Document text ::
## Start
Recover from Lost Online Redo Logs with Data Guard

Mathias Zarick's Blog

Mathias is blogging here about Oracle and High Availability.

Recover from Lost Online Redo Logs with Data Guard

Rate This
  • Comments 2

Hi there!

In my last Data Guard course this week I gave my participants the task to recover from a situation where they lost the online redo log files of the primary database. They had a Maximum Availability Setup with Synchronous Log Transfer. Of course due to this setup there was no loss of any data when performing the failover to the standby site. The participants were able to failover the right way. Some also used an observer for doing this. The harder task after the failover was the reinstatement of the former primary, the one with the lost logs. Reinstatement means using it again as standby instantly and to save the time to set it up again. To let this work you need to have flashback enabled before.

In this blog entry I want to summarize the needed steps for the whole scenario.

Environment looked like this:
10.2.0.4.0, Linux x86_64, flashback is enabled on Primary and Standby

Data Guard Configuration Overview:

DGMGRL> connect sys@DG_SITE1
Password:
Connected.
DGMGRL> show configuration

Configuration
  Name:                DG
  Enabled:             YES
  Protection Mode:     MaxAvailability
  Fast-Start Failover: DISABLED
  Databases:
    DG_SITE1 - Primary database
    DG_SITE2 - Physical standby database

Current status for "DG":
SUCCESS

Step One – Lose the Online Logs at Primary
Oh yeah that’s the funny part! Big Smile

I will delete 'em, they are important. But of course i made them very important.Smile After a bunch of nonsense transactions all my three Online Log Groups are ACTIVE, which means they contain information not yet written down by Database Writer:

SQL> select group#, sequence#, members, status from v$log;

    GROUP#  SEQUENCE#    MEMBERS STATUS
---------- ---------- ---------- ----------------
         1         75          2 ACTIVE
         2         76          2 ACTIVE
         3         77          2 CURRENT


Now please go away :-)
## End
Task :: Reproduce the blog post on recovering lost online redo logs, starting with "GROUP#  SEQUENCE#    MEMBERS" and going on through "go away :-)", but change "CURRENT" to "INACTIVE".

Region segmentation data ::
## Start
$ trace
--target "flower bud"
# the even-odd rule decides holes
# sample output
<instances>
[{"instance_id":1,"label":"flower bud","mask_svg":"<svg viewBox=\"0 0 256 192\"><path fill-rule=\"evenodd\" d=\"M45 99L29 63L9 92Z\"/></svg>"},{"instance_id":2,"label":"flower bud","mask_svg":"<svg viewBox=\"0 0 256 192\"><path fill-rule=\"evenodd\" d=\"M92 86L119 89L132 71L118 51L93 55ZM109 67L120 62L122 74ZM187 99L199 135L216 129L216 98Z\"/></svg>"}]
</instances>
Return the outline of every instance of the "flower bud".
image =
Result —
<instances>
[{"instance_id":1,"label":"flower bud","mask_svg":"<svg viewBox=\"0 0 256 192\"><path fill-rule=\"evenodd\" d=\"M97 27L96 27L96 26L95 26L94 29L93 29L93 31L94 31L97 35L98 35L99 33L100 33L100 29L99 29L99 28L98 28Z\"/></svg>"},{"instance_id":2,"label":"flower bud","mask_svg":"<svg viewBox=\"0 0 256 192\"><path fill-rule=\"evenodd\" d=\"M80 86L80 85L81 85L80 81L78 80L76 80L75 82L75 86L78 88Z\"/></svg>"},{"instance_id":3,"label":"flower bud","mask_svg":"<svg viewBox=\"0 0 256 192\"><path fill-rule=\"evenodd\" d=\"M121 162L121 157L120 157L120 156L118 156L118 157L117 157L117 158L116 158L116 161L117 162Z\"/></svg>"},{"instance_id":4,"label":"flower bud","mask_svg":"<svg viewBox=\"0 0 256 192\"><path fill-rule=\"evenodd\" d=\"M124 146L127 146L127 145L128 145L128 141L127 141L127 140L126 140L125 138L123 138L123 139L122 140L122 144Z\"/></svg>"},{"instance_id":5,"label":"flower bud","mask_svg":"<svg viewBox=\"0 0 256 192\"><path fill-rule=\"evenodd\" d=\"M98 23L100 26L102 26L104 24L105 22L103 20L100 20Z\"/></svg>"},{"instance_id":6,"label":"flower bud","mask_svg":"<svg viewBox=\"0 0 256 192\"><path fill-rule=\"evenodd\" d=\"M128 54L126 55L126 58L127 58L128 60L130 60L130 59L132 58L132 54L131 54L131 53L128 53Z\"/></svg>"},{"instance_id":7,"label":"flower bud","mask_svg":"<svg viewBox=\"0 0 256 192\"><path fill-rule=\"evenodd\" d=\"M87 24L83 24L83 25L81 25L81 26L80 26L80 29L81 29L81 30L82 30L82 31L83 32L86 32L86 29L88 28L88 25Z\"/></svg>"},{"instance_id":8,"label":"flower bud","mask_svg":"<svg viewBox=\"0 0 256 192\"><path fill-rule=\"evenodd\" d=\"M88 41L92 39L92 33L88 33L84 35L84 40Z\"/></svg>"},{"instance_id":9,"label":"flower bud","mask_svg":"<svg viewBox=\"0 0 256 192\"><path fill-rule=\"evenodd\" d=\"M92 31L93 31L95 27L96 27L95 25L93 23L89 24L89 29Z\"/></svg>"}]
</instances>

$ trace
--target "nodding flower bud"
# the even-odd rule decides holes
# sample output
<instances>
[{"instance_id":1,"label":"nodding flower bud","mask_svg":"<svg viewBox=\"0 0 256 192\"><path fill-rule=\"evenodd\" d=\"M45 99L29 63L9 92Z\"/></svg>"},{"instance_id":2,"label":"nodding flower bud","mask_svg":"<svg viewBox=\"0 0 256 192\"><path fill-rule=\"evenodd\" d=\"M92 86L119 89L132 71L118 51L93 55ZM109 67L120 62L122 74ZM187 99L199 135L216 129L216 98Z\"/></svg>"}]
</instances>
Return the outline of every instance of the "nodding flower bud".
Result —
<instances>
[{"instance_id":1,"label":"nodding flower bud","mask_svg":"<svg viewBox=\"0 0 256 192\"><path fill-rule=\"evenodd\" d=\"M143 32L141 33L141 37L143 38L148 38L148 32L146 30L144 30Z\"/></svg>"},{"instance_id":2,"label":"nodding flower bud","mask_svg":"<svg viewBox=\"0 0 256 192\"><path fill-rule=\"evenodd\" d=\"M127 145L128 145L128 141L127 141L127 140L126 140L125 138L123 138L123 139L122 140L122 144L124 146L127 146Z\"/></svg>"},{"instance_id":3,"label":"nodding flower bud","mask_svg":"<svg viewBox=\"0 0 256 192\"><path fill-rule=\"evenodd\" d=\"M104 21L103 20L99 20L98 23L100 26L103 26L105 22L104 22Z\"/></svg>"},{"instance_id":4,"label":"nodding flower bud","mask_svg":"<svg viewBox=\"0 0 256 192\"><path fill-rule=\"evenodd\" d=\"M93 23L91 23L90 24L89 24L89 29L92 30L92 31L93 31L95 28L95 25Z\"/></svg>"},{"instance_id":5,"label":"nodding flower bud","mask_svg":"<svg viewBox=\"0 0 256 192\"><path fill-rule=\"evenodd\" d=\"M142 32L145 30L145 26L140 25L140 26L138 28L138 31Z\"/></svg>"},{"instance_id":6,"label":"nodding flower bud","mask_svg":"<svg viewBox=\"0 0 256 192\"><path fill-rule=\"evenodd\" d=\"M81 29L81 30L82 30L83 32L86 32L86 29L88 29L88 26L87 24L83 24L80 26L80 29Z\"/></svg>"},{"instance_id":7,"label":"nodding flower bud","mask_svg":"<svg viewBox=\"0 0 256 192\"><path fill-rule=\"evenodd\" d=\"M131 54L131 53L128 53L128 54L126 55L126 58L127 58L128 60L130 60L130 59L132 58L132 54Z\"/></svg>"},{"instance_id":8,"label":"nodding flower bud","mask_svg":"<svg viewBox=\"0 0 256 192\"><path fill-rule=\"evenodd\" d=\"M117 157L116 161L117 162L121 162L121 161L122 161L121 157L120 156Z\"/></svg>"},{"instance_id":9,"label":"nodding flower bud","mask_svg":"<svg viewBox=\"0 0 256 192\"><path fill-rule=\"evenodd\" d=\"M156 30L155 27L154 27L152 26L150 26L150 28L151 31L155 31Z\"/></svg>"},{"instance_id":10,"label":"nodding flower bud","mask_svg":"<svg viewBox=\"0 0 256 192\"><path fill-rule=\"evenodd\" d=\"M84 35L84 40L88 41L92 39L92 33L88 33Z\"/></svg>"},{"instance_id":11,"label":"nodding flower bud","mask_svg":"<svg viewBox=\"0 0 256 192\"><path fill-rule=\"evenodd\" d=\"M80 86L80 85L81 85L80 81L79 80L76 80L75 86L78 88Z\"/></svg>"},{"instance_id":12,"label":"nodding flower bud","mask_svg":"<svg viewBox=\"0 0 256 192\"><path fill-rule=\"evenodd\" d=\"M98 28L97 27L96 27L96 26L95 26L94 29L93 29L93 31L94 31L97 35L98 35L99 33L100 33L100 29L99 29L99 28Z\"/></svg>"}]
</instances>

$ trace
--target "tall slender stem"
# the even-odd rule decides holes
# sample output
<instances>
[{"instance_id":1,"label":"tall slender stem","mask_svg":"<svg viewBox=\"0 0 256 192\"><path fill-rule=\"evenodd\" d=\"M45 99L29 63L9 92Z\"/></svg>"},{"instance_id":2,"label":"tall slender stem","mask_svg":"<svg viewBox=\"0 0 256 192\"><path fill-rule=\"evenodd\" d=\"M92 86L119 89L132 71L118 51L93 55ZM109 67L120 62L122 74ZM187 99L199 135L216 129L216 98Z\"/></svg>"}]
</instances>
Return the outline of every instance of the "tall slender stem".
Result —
## End
Answer below ::
GROUP#  SEQUENCE#    MEMBERS STATUS
---------- ---------- ---------- ----------------
         1         75          2 ACTIVE
         2         76          2 ACTIVE
         3         77          2 INACTIVE


Now please go away :-)